»»

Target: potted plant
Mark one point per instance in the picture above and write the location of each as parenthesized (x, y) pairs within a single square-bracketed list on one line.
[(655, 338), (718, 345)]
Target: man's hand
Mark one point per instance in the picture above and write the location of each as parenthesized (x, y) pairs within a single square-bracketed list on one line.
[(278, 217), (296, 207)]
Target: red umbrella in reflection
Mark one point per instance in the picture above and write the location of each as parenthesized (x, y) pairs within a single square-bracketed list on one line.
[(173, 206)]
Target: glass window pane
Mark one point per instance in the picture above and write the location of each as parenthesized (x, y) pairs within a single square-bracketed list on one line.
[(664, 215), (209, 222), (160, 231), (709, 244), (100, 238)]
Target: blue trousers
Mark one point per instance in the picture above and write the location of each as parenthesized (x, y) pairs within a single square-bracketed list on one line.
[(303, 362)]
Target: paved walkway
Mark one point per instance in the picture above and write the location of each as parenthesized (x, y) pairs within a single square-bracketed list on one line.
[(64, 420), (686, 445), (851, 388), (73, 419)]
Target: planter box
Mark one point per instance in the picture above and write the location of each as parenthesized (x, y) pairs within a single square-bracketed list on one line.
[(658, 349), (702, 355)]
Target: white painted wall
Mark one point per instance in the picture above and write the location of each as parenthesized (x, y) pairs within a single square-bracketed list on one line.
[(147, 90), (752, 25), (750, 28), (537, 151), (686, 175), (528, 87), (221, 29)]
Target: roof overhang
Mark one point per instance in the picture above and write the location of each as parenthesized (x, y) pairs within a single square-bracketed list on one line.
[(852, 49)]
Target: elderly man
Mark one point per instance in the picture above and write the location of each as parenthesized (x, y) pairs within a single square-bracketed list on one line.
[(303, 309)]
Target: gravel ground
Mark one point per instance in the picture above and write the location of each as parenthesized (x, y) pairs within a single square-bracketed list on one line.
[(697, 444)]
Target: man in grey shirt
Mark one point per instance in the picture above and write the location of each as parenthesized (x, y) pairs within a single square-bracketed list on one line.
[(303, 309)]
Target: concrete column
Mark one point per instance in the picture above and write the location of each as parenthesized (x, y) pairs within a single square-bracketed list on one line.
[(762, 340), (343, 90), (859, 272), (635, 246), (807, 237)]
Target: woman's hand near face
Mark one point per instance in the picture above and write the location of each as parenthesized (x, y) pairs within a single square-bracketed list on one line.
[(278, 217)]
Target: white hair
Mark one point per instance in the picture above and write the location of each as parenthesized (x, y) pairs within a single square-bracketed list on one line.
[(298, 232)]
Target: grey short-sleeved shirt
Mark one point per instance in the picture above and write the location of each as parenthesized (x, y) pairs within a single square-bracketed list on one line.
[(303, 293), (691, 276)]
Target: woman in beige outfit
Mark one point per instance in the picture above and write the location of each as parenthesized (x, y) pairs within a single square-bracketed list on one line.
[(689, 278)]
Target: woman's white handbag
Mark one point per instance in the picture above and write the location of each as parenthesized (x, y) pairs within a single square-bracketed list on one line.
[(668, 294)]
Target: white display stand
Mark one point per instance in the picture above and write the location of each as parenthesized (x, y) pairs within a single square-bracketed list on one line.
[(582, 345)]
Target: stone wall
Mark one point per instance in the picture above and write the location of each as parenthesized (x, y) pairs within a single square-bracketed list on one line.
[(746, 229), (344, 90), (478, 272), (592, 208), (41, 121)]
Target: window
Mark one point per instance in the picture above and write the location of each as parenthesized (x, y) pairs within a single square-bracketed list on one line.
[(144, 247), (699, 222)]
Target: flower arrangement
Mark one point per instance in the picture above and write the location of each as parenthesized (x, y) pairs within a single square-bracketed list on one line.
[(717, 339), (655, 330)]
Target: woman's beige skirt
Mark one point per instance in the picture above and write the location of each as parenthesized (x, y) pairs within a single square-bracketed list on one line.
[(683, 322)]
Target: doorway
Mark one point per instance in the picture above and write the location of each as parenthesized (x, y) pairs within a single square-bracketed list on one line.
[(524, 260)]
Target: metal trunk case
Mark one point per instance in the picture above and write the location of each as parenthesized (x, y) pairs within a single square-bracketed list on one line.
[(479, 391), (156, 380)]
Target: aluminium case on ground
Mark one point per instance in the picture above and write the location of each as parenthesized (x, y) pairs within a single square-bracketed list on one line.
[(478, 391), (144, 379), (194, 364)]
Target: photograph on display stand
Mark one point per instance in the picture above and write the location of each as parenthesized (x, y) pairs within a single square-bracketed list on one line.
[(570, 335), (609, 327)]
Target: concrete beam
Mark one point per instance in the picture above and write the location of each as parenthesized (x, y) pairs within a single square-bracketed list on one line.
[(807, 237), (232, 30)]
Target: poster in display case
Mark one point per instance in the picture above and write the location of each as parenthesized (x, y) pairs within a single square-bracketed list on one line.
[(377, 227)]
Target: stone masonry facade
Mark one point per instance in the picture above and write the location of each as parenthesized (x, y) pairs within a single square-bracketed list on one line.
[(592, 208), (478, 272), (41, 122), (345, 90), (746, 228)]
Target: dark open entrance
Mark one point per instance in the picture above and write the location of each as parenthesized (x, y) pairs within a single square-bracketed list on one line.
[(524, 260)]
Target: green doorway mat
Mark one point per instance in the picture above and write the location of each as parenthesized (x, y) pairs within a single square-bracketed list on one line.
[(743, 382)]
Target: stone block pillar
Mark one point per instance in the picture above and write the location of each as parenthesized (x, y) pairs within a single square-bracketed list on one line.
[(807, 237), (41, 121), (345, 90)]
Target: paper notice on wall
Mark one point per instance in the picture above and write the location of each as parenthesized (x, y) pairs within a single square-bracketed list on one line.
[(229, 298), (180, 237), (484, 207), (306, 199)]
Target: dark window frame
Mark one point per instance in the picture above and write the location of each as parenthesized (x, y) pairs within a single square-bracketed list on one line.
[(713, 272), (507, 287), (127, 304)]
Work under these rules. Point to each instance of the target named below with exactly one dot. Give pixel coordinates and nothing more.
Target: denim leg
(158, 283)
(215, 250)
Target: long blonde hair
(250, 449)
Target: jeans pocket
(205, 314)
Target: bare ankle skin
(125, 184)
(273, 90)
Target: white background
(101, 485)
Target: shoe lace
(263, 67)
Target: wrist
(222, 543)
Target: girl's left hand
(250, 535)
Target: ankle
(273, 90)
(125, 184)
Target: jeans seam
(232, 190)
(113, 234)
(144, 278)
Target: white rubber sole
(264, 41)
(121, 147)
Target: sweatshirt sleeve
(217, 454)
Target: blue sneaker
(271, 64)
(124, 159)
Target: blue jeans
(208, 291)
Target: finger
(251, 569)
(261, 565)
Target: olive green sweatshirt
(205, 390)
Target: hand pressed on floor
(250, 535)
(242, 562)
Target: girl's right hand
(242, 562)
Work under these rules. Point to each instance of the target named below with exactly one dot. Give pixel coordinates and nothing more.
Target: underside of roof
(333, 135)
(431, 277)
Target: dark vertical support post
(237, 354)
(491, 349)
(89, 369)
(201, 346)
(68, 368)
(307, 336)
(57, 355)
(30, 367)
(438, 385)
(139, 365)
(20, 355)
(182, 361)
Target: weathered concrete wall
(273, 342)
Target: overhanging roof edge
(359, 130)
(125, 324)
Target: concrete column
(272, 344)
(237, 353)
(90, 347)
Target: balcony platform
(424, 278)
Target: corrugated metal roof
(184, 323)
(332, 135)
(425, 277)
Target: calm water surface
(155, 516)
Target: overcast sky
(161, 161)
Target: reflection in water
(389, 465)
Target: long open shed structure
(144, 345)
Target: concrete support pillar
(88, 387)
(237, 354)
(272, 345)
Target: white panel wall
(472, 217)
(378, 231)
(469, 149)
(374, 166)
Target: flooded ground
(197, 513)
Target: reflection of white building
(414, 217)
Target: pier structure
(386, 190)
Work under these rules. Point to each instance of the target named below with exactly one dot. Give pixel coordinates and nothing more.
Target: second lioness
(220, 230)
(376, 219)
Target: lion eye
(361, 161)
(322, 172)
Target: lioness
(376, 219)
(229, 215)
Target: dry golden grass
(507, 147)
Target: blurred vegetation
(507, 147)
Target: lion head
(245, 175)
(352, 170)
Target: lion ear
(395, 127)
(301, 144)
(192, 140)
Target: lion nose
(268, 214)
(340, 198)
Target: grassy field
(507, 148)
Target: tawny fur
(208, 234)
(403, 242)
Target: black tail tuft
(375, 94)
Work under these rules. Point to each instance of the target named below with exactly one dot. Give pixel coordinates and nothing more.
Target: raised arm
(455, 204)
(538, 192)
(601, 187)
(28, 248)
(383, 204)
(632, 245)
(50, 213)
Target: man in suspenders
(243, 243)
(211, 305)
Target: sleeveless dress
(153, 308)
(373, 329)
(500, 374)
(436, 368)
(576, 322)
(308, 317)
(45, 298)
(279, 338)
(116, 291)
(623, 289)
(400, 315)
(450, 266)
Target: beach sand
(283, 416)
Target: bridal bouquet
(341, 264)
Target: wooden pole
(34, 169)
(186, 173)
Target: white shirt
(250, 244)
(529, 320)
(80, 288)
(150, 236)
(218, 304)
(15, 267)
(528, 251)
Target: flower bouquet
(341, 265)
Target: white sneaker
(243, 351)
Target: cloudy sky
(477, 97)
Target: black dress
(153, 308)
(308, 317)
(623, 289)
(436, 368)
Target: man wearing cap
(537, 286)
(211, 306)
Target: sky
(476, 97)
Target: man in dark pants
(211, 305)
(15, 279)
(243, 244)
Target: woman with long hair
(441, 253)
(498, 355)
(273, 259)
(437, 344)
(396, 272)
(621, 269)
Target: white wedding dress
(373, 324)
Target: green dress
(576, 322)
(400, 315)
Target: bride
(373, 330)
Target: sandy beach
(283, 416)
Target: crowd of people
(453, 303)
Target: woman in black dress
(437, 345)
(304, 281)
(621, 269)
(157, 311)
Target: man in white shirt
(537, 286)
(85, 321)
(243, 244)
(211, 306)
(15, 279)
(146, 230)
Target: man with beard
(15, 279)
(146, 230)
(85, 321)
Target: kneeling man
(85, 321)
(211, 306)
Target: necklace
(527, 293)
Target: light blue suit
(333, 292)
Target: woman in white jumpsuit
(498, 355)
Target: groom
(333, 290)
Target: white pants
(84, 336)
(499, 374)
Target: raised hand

««

[ASSIGNED TASK]: Your answer must be the lines from the one that contains "Target: white wedding dress" through the last line of the entries above, copied exactly, with no other lines.

[ANSWER SPACE]:
Target: white wedding dress
(373, 324)
Target: green dress
(576, 322)
(400, 315)
Target: bride
(373, 330)
Target: sandy beach
(283, 416)
Target: crowd of people
(453, 303)
Target: woman in black dress
(437, 345)
(304, 281)
(621, 269)
(157, 311)
Target: man in white shirt
(537, 286)
(85, 321)
(243, 244)
(211, 306)
(15, 279)
(146, 230)
Target: man with beard
(15, 279)
(146, 230)
(85, 321)
Target: kneeling man
(85, 321)
(211, 306)
Target: necklace
(527, 293)
Target: light blue suit
(333, 292)
Target: woman in white jumpsuit
(498, 355)
Target: groom
(333, 290)
Target: white pants
(84, 336)
(499, 374)
Target: raised hand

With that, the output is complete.